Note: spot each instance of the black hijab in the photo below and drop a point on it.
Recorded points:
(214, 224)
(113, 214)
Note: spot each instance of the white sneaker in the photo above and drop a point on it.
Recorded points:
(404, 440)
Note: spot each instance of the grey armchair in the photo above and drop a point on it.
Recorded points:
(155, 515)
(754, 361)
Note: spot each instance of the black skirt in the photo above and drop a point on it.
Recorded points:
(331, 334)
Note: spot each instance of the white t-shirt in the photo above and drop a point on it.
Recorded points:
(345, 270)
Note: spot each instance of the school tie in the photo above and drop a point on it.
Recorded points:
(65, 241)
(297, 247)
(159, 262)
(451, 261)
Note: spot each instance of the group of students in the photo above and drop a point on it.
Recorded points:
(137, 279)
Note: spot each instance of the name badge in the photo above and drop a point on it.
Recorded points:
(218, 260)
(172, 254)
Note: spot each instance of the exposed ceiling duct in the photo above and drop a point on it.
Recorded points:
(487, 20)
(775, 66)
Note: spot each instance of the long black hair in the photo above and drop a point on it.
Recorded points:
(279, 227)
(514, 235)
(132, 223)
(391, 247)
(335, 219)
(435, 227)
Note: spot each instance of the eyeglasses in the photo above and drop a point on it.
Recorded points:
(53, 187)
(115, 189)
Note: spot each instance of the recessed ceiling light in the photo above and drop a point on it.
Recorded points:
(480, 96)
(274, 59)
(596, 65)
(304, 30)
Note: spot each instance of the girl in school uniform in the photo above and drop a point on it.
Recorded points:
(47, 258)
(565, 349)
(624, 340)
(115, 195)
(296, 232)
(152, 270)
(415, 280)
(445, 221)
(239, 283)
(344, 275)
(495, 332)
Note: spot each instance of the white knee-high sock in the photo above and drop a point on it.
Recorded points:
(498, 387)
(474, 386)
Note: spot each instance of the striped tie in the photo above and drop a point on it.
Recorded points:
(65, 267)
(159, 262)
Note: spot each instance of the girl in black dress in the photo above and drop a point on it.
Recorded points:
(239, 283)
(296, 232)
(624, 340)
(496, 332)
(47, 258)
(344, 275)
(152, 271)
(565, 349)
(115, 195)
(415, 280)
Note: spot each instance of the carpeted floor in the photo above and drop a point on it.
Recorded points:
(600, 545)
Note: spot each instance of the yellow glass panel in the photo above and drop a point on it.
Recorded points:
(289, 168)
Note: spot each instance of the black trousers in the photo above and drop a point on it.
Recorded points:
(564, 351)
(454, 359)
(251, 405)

════════════════

* [What to produce]
Copy out the lines starting at the one containing "Note: spot each instance of the group" and ending with the last line of the entries. Include nothing else.

* [Full answer]
Note: spot each instance of the group of students in the photo above and drop a point on it.
Recorded points:
(137, 279)
Note: spot each instance of the name badge in the photo above and drop a point on it.
Recorded points:
(218, 260)
(172, 254)
Note: spot each instance of the exposed ceiling duct in the photo above and drop a point on it.
Recorded points:
(487, 20)
(775, 66)
Note: spot each instance of the long black hair in the photo above and drop a point on it.
Recorded points:
(279, 227)
(514, 235)
(132, 223)
(391, 247)
(335, 219)
(435, 227)
Note: spot each instance of the eyeglasses in the photo above and drop a point on it.
Recorded points:
(53, 187)
(115, 189)
Note: spot each instance of the recessed ceiling light in the photo above and drop a point on it.
Recorded points:
(480, 96)
(274, 59)
(596, 65)
(304, 30)
Note: spot each instance of the girl in school uniform in the photo above and drop a point on it.
Recorded points:
(47, 258)
(565, 349)
(624, 340)
(115, 195)
(296, 232)
(152, 270)
(415, 280)
(445, 221)
(239, 283)
(344, 275)
(495, 332)
Note: spot each instance of the white knee-high sock in the photo above and drop a point on it.
Recorded points:
(498, 387)
(474, 386)
Note: spot each instance of the striped tie in the photo above and drop a point on it.
Recorded points:
(65, 267)
(159, 262)
Note: spot each instance of the girl in black dress in the photo above and drop a point on it.
Recorded points:
(239, 283)
(296, 232)
(624, 340)
(496, 332)
(47, 258)
(344, 275)
(152, 271)
(565, 349)
(115, 195)
(415, 280)
Note: spot each instance of the carpeted floor in the photo above and drop a point on it.
Recorded points:
(600, 545)
Note: spot each instance of the yellow glass panel in the photo above and drop a point on it.
Recorded points:
(289, 168)
Note: spot each instance of the black trousers in the photo above and drop a point on it.
Recorded points:
(564, 351)
(454, 359)
(251, 405)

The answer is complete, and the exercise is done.